** start of Page extract **

# this caad9 or this six 13 ???



## shotojs78 (May 20, 2008)

ok, I have 2 choices of bikes, here we go:

1- CAAD9 full ultegra SL with some dura ace 1300$$$$ (used - 2 weeks, too big for him) 
Mavic Ksyrium Elite 
Tires Michillan Krylon Carbon 
Crank Ultegra SL, 39/53 
*Chain Shimano Dura-Ace *
Rear Cogs Shimano Ultegra, 12-25 
Bottom Bracket FSA MegaExo 
*Front Derailleur Shimano Dura-Ace *
Headset FSA Alloy integated 
Saddle Fi'zi:k Pave Sport Mg 
Extras 2 Specialized cages, Carbon headset spacers 

2- cannondale six13 R2000 2005 brand new (This bike is old retail stock in showroom)
wheels :Campagnolo Zonda
tires: Hutchinson Fusion foldable, 700 x 23c
Crank :FSA Pro Team Issue Carbon, 39/53	
Full campagnolo centaur with record chain
Handlebars FSA WingPro
Saddle Fi'zi:k Arione Ti 1500$$$$$$

which one seems to be better ??


----------



## ping771 (Apr 10, 2006)

** end of Page extract **
** start of Material supplied **

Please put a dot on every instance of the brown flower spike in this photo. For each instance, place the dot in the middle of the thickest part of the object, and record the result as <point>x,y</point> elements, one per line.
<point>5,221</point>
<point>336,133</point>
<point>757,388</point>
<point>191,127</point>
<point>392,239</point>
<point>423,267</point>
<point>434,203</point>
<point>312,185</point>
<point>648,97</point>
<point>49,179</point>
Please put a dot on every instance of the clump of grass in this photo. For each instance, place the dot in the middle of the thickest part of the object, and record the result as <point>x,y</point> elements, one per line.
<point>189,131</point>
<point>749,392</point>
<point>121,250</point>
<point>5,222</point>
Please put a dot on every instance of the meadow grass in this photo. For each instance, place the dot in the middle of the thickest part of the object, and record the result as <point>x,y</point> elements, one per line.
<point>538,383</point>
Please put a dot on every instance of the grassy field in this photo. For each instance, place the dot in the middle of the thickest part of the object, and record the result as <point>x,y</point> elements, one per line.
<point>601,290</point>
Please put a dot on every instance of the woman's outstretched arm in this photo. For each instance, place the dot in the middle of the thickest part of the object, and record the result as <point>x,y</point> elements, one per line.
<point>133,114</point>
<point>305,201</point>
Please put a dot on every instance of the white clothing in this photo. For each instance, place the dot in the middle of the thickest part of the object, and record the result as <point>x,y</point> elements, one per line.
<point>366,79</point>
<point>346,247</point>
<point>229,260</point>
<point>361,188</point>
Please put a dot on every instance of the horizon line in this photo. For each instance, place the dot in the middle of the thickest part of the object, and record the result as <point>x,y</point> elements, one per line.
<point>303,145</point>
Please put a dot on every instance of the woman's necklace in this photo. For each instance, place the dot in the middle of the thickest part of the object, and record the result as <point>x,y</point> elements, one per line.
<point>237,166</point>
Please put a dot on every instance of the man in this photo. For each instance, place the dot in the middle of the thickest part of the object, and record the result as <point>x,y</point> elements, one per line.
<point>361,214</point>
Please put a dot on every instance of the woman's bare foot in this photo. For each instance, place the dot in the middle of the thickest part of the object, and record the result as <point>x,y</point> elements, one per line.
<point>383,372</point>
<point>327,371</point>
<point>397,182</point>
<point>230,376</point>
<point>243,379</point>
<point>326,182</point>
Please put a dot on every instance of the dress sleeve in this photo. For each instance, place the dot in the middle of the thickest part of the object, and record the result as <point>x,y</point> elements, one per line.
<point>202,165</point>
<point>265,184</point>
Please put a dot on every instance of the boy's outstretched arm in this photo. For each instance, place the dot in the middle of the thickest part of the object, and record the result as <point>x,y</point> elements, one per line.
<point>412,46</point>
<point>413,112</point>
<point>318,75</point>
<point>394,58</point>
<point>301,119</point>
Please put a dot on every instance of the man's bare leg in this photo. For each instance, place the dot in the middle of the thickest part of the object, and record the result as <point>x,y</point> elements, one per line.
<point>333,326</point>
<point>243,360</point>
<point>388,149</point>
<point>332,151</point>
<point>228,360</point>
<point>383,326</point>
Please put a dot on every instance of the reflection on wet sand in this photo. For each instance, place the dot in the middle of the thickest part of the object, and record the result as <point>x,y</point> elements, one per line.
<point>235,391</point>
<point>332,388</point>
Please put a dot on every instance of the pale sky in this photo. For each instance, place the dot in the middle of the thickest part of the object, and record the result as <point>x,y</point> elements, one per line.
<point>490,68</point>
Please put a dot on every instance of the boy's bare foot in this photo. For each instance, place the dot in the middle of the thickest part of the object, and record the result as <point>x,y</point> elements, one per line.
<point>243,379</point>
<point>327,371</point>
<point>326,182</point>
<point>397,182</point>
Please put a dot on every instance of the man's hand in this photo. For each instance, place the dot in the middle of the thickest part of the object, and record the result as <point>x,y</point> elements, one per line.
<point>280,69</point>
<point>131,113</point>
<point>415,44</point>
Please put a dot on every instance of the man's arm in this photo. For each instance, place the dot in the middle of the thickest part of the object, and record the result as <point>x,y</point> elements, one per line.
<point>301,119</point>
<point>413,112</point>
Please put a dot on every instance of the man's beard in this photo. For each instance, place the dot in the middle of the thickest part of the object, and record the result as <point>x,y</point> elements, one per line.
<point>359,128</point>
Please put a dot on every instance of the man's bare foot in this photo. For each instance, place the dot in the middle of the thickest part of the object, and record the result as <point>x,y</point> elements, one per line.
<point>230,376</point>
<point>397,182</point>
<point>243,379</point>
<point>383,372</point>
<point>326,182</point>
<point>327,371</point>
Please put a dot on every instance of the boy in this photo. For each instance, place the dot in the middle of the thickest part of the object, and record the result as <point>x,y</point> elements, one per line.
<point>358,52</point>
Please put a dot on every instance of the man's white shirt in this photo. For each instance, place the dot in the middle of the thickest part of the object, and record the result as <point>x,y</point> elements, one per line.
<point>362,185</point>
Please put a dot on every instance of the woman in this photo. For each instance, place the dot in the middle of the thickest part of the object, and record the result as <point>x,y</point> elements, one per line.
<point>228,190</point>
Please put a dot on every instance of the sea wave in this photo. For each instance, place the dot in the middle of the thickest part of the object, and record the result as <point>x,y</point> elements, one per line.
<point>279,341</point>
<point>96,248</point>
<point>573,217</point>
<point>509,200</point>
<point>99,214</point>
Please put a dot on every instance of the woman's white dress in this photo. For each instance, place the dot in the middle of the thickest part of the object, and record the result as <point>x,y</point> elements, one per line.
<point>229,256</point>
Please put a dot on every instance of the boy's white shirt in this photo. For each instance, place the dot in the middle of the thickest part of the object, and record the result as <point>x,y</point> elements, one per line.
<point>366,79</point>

** end of Material supplied **

→ **Goals**:
1. In the thread comparing the CAAD9 and the six13, why is the 2005 six13 offered as brand new? Answer in one to three sentences.
2. Write the next part of the forum thread comparing the CAAD9 and the six13, starting with the post from ping771.

→ **Responses to the tasks**:
1. The 2005 six13 R2000 is brand new because it is old retail stock that has been sitting in a showroom.

2.
In my opinion, go with the CAAD9. I have never owned a Cdale, but am interested in them, but I can say this: 1) there are slight improvements on the CAAD9 over the 8, like more reinforced headtube and top tube as evidenced by the slight taper at that juncture.2) Ultegra SL is better than Centaur (I had a full Centaur group once, good not great), and Ultegra SL is definitely better shifting (you didn't specify what brake calipers and shifters on the CAAD9? Also, why an FSA BB?). 3) if indeed you have a full UItegra SL group (with the added advantage of Dura Ace chain and Front Derailleur), then you pretty much have race worthy componentry or at least more so than the Centaur equipped bike. (I also own an Ultegra and DA equipped bikes). The Ultegra SL group has been reviewed as a great groupset, with little differences from the current Dura Ace. The SL is almost as light as the DA and shifts just as well. If you're a Campy person then I guess go with the Centaur. 4) I also think the Zonda wheels might be a tad lighter than the Ksyrium Elites, but that would not be enough to persuade me to go with the CAAD8. 5) The CAAD9 may have a better fork, I'm not sure 6) do you really want to buy a 2005 bike? 7) On which bike do you like the color better?




shotojs78 said:


> ok, I have 2 choices of bikes, here we go:
> 
> 1- CAAD9 full ultegra SL with some dura ace 1300$$$$ (used - 2 weeks, too big for him)
> Mavic Ksyrium Elite
> ...


----------



## shotojs78 (May 20, 2008)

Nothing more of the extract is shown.